DIRECTIONS:
Transcribe every entry word for word, but skip the images.

=== RECORDS FOR THIS TASK ===

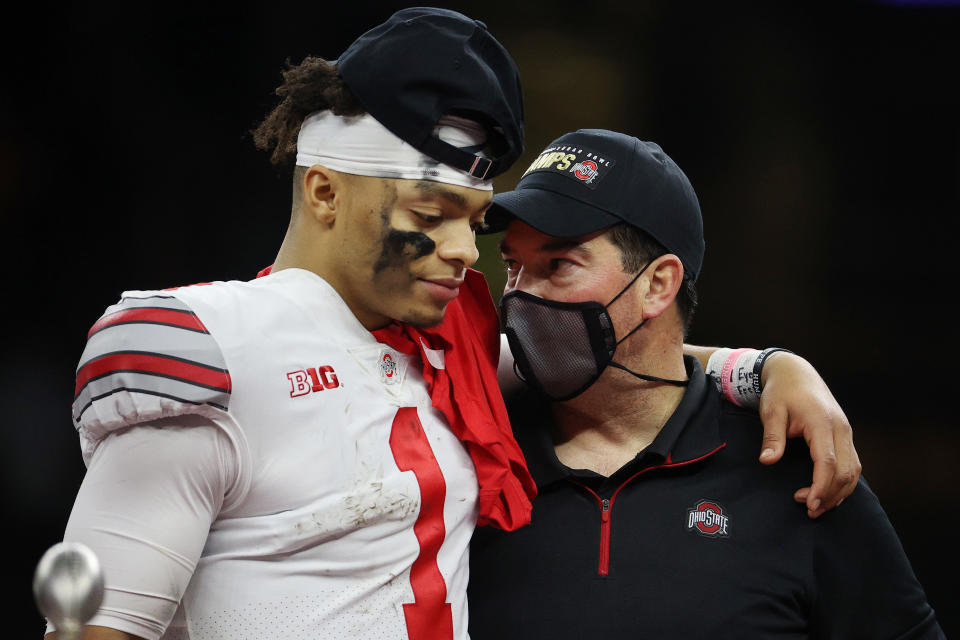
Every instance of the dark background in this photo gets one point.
(823, 140)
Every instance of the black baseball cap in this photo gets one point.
(592, 179)
(424, 63)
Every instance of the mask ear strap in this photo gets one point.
(630, 334)
(643, 376)
(516, 371)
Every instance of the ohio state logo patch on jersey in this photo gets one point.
(707, 519)
(583, 165)
(391, 366)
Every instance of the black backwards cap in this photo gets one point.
(424, 63)
(593, 179)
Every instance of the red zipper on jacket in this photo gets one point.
(606, 506)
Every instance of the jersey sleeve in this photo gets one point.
(148, 357)
(145, 507)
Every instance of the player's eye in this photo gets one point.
(428, 218)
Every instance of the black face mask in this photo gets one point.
(561, 348)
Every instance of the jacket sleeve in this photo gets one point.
(865, 586)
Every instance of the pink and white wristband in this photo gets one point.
(736, 372)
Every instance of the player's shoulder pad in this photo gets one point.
(149, 356)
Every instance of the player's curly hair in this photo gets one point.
(313, 85)
(637, 248)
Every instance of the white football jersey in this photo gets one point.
(353, 503)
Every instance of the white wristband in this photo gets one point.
(733, 372)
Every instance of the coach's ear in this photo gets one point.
(665, 275)
(320, 190)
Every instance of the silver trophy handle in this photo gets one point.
(68, 587)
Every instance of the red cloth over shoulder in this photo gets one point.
(465, 390)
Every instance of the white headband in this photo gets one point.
(360, 145)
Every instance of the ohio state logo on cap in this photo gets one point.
(573, 161)
(707, 519)
(586, 170)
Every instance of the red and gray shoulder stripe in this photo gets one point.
(155, 345)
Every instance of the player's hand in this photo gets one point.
(796, 402)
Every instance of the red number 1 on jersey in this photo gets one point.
(429, 616)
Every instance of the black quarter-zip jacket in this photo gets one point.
(694, 538)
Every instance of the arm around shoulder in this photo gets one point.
(99, 633)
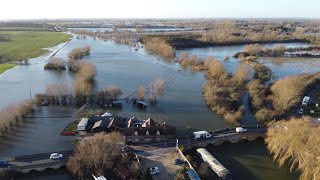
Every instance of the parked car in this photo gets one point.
(3, 164)
(69, 133)
(154, 170)
(56, 156)
(179, 161)
(300, 111)
(241, 130)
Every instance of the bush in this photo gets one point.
(55, 64)
(96, 154)
(242, 74)
(265, 115)
(135, 169)
(141, 93)
(147, 175)
(110, 93)
(160, 47)
(253, 49)
(78, 53)
(278, 49)
(181, 174)
(11, 114)
(296, 142)
(73, 65)
(287, 92)
(87, 71)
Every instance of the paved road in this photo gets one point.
(141, 149)
(38, 160)
(312, 95)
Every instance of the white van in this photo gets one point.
(241, 129)
(201, 135)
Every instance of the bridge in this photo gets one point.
(230, 136)
(40, 162)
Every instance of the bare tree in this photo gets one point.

===

ANSWER:
Every instance of the dark background in this photo gets one point.
(823, 140)
Every instance of the black baseball cap in this photo gets one point.
(592, 179)
(424, 63)
Every instance of the mask ear strap in this photo gets one point.
(630, 334)
(643, 376)
(516, 371)
Every instance of the ohio state logo patch on jersey in this photo gets one point.
(707, 519)
(583, 165)
(391, 366)
Every instance of the black backwards cap in this photo gets one point.
(424, 63)
(593, 179)
Every instance of the red zipper on jacket in this photo gets one point.
(606, 506)
Every instance of the jersey sleeve in this photo gets one point.
(148, 357)
(145, 507)
Every instance of the player's eye in this photo gets one point.
(428, 218)
Every instance of the black face mask in this photo gets one point.
(561, 348)
Every instance of the jacket sleeve in this photo gets one point.
(865, 586)
Every instance of the pink and white wristband in this photo gets one point.
(736, 372)
Every instance of the player's shoulder pad in this photo gets one point.
(149, 356)
Every instance of the player's curly hair in this photo gets one point.
(313, 85)
(637, 248)
Every instance of the white football jersey in this photo gets one point.
(353, 503)
Every instance of the white wristband in this photo gets one point.
(733, 372)
Every instance of the coach's ear in this photo gets one point.
(665, 275)
(320, 190)
Every instance of the silver trophy handle in this photo gets one point.
(68, 587)
Every instance of the red cloth over shoulder in this photo gets one point.
(465, 390)
Every instance of the white headband in this photo gets one point.
(360, 145)
Every instance of the ohio state logo on cap in this photo gets one point.
(573, 161)
(707, 519)
(586, 170)
Every instance of the red and gray shoulder stripe in this photo gets one point.
(155, 345)
Every instance of the player's hand in this photo gets one point.
(796, 402)
Every instance of the red number 1 on jersey in this photo gets one point.
(429, 616)
Every instance of the black quarter-zip jacket in this photo gets one point.
(694, 538)
Every instance of the arm around shoulder in this photo gets one point.
(99, 633)
Every instance of the parked car in this photo gets one point.
(3, 164)
(69, 133)
(154, 170)
(56, 156)
(179, 161)
(300, 111)
(241, 130)
Every instance of the bush in this photo gets one point.
(55, 64)
(96, 154)
(242, 74)
(265, 115)
(135, 169)
(141, 93)
(147, 175)
(110, 93)
(160, 47)
(253, 49)
(78, 53)
(278, 49)
(181, 174)
(11, 114)
(296, 142)
(73, 65)
(287, 92)
(87, 71)
Every instance of the paved road in this photo gets one point.
(141, 149)
(38, 160)
(312, 95)
Every instance of the white van in this photo gets one point.
(241, 129)
(201, 135)
Every instance of the bridge in this photo gets one point.
(230, 136)
(40, 162)
Every instance of the bare tree in this photo gets one point.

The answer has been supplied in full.